Arafat's terrorists have created their own hell


http://www.jewishworldreview.com -- IF you plan to visit the Holy Land, you ought to know that it is increasingly unsafe. Terrorists keep delivering bombs to cafes, discotheques and other places where civilians -- occasionally tourists from the West -- gather.

Sometimes the bombs are in parked cars. On other, more spectacular occasions, they are carried under the clothes of suicide bombers. Over the past 1 months, 160 innocent people have been killed by these bombs. Hundreds of others have been wounded, sometimes severely. The Holy Land is now about the most dangerous place one can possibly visit. And what are the people who live there year-round supposed to do?

The Israeli government has begun to target those responsible for the bombings and, with surprising accuracy, kill them. Now the Bush administration has notified the Israelis that they must end this practice. "Israel needs to understand that targeted killings of Palestinians don't end the violence but are only inflaming an already volatile situation and making it much harder to restore calm," Richard L. Boucher, a spokesman from our State Department, said this week.

He spoke after Israeli helicopters fired on the headquarters of a radical Palestinian organization that is responsible for murdering Israeli civilians (and the occasional tourist) with some of these aforementioned bombs. If the Israelis comply, what alternative policy will return "calm" to the Holy Land?

Naturally, our State Department favors renewed negotiations between the Israelis and the Palestinian Authority which under Yasser Arafat governs the West Bank and Gaza strip, territories where the bombs and bombers originate. Yet either Arafat is not in control of these territories or he condones the bombing.

□ □ □ □

What is asked:
1. Reproduce the stretch of the column on Holy Land bombings from "Arafat's terrorists have" through "West -- gather." word for word.
2. According to the column on Holy Land bombings, what did Israeli helicopters fire on?
3. Decide whether each statement agrees with the column on Holy Land bombings, answering yes or no and quoting the words that settle it: (a) Bombs are sometimes placed in parked cars. (b) The State Department opposes renewed negotiations between the Israelis and the Palestinian Authority. (c) The Palestinian Authority governs the West Bank and Gaza strip.

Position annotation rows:

□ □ □ □

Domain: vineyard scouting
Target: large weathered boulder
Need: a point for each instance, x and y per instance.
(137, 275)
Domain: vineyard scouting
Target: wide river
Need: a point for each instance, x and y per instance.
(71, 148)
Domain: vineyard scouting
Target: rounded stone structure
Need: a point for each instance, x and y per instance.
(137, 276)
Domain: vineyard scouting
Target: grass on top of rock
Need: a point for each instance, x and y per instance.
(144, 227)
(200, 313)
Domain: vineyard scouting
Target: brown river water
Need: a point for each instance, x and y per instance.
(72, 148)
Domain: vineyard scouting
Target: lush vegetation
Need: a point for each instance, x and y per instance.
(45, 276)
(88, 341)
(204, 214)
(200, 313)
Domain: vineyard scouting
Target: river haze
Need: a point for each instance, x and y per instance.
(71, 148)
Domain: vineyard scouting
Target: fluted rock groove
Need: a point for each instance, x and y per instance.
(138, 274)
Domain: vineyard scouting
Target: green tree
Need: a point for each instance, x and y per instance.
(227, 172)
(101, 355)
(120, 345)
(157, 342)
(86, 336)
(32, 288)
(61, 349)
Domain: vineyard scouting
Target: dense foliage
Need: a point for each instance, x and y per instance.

□ □ □ □

Outputs by task:
1.
Arafat's terrorists have created their own hell


http://www.jewishworldreview.com -- IF you plan to visit the Holy Land, you ought to know that it is increasingly unsafe. Terrorists keep delivering bombs to cafes, discotheques and other places where civilians -- occasionally tourists from the West -- gather.

2. The headquarters of a radical Palestinian organization.

3.
(a) Yes: "Sometimes the bombs are in parked cars."
(b) No: "Naturally, our State Department favors renewed negotiations between the Israelis and the Palestinian Authority"
(c) Yes: "the Palestinian Authority which under Yasser Arafat governs the West Bank and Gaza strip"